What needs to be done: Copy the items from the line that contains "Reviewer note: confirm that every instance of the fried" through the end of the items, requests included, scaling every x and y coordinate in the answers by 1.7 and rounding to whole numbers with halves rounded up. Leave the pictures out.

Dataset excerpt
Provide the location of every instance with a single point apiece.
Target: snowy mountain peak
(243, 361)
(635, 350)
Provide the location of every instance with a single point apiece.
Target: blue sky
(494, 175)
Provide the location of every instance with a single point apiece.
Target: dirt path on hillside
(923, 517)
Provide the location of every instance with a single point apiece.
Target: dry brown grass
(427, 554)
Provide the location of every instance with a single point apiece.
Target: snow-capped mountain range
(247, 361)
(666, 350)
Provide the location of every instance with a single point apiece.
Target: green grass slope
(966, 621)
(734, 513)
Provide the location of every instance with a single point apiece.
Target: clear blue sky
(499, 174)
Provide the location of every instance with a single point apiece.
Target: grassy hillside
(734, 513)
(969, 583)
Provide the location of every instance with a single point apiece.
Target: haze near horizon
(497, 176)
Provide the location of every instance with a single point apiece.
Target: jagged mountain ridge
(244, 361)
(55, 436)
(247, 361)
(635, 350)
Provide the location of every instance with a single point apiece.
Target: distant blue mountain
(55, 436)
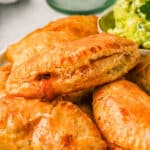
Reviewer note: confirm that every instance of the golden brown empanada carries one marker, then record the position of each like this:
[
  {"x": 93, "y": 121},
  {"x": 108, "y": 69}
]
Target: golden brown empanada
[
  {"x": 4, "y": 73},
  {"x": 36, "y": 125},
  {"x": 122, "y": 112},
  {"x": 50, "y": 36},
  {"x": 141, "y": 74},
  {"x": 78, "y": 65}
]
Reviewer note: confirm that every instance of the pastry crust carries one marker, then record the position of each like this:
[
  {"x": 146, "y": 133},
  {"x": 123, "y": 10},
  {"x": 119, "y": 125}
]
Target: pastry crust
[
  {"x": 78, "y": 65},
  {"x": 50, "y": 36},
  {"x": 141, "y": 74},
  {"x": 32, "y": 124},
  {"x": 122, "y": 110},
  {"x": 4, "y": 73}
]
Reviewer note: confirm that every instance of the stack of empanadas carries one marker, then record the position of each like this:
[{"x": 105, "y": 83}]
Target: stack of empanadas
[{"x": 46, "y": 91}]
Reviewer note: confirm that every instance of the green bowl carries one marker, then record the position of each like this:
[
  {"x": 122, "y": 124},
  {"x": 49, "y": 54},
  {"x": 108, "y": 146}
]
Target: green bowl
[
  {"x": 106, "y": 21},
  {"x": 80, "y": 6}
]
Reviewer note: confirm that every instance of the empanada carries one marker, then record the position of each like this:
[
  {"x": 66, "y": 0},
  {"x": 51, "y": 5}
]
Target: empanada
[
  {"x": 78, "y": 65},
  {"x": 36, "y": 125},
  {"x": 141, "y": 74},
  {"x": 122, "y": 112},
  {"x": 50, "y": 36},
  {"x": 4, "y": 73}
]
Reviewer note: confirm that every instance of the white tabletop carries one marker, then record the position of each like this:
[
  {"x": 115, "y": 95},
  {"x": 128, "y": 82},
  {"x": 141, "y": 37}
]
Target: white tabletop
[{"x": 16, "y": 20}]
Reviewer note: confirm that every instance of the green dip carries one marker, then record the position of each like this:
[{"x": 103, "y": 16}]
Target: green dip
[{"x": 132, "y": 21}]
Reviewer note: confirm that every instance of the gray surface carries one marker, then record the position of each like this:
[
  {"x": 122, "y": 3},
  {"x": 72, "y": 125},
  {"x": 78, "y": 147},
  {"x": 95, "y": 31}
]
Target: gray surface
[{"x": 16, "y": 20}]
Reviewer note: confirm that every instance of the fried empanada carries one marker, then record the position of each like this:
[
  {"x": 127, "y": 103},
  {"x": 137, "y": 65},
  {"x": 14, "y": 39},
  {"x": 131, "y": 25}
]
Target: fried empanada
[
  {"x": 141, "y": 74},
  {"x": 78, "y": 65},
  {"x": 50, "y": 36},
  {"x": 4, "y": 72},
  {"x": 32, "y": 124},
  {"x": 122, "y": 112}
]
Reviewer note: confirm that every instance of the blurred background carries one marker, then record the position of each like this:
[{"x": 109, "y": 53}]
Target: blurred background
[{"x": 19, "y": 17}]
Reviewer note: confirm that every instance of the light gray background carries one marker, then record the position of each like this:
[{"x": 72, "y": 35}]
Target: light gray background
[{"x": 16, "y": 20}]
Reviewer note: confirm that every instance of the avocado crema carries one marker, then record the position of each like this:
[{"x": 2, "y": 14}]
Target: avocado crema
[{"x": 132, "y": 21}]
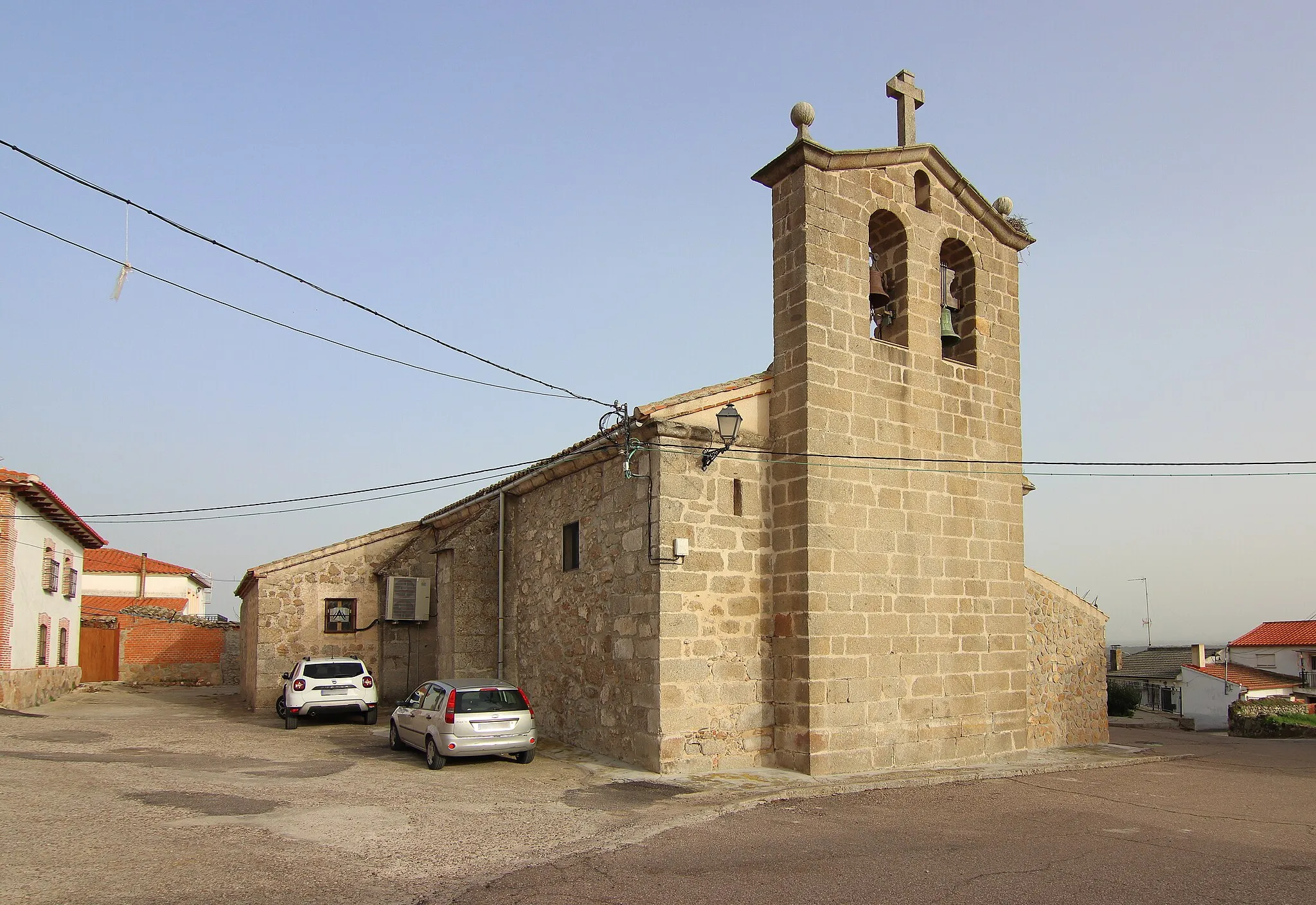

Finished exercise:
Reviewer note: confirm that every instance of the fried empanada carries one marker, then record the position of each like this:
[
  {"x": 127, "y": 103},
  {"x": 137, "y": 65},
  {"x": 14, "y": 39},
  {"x": 131, "y": 25}
]
Target: fried empanada
[
  {"x": 240, "y": 126},
  {"x": 133, "y": 111},
  {"x": 85, "y": 61},
  {"x": 7, "y": 122},
  {"x": 54, "y": 211},
  {"x": 207, "y": 190}
]
Reviewer note: confirm that every instance of the blurred background carries one marker, then record the position of each like this:
[{"x": 109, "y": 53}]
Target: blurred background
[{"x": 32, "y": 29}]
Reviewer note: confirm that every instance of the light gray background carries one marker, then record the position of each like this:
[{"x": 72, "y": 35}]
Target: light gray background
[{"x": 27, "y": 34}]
Reviewer note: confirm that every instance of the avocado crema carries one marker, then record the position of each like this:
[{"x": 2, "y": 14}]
Target: avocado crema
[{"x": 224, "y": 36}]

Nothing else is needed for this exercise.